## SHORT PROBLEM A
Reproduce all five rows of Block 1 word for word, from the "Task:" row through the "Target:" row.

## GIVEN PASSAGE
How to get vector for a sentence from the word2vec of tokens in sentence
I have generated the vectors for a list of tokens from a large document using word2vec. Given a sentence, is it possible to get the vector of the sentence from the vector of the tokens in the sentence.
There are differet methods to get the sentence vectors :
- Doc2Vec : you can train your dataset using Doc2Vec and then use the sentence vectors.
- Average of Word2Vec vectors : You can just take the average of all the word vectors in a sentence. This average vector will represent your sentence vector.
- Average of Word2Vec vectors with TF-IDF : this is one of the best approach which I will recommend. Just take the word vectors and multiply it with their TF-IDF scores. Just take the average and it will represent your sentence vector.
There are several ways to get a vector for a sentence. Each approach has advantages and shortcomings. Choosing one depends on the task you want to perform with your vectors.
First, you can simply average the vectors from word2vec. According to Le and Mikolov, this approach performs poorly for sentiment analysis tasks, because it "loses the word order in the same way as the standard bag-of-words models do" and "fail[s] to recognize many sophisticated linguistic phenomena, for instance sarcasm". On the other hand, according to Kenter et al. 2016, "simply averaging word embeddings of all words in a text has proven to be a strong baseline or feature across a multitude of tasks", such as short text similarity tasks. A variant would be to weight word vectors with their TF-IDF to decrease the influence of the most common words.
A more sophisticated approach developed by Socher et al. is to combine word vectors in an order given by a parse tree of a sentence, using matrix-vector operations. This method works for sentences sentiment analysis, because it depends on parsing.
It is possible, but not from word2vec. The composition of word vectors in order to obtain higher-level representations for sentences (and further for paragraphs and documents) is a really active research topic. There is not one best solution to do this, it really depends on to what task you want to apply these vectors. You can try concatenation, simple summation, pointwise multiplication, convolution etc. There are several publications on this that you can learn from, but ultimately you just need to experiment and see what fits you best.
It depends on the usage:
1) If you only want to get sentence vector for some known data. Check out paragraph vector in these papers:
Quoc V. Le and Tomas Mikolov. 2014. Distributed representations of sentences and documents. Eprint Arxiv,4:1188–1196.
A. M. Dai, C. Olah, and Q. V. Le. 2015. DocumentEmbedding with Paragraph Vectors. ArXiv e-prints,July.

## EXTRACTED DATA

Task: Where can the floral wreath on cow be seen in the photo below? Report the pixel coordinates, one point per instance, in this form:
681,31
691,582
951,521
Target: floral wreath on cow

## SHORT PROBLEM B
In the thread on sentence vectors, translate this sentence into Spanish: "Choosing one depends on the task you want to perform with your vectors."

## CORRECT ANSWER A
Task: Where can the floral wreath on cow be seen in the photo below? Report the pixel coordinates, one point per instance, in this form:
681,31
691,582
951,521
Target: floral wreath on cow

## CORRECT ANSWER B
Elegir uno depende de la tarea que quieras realizar con tus vectores.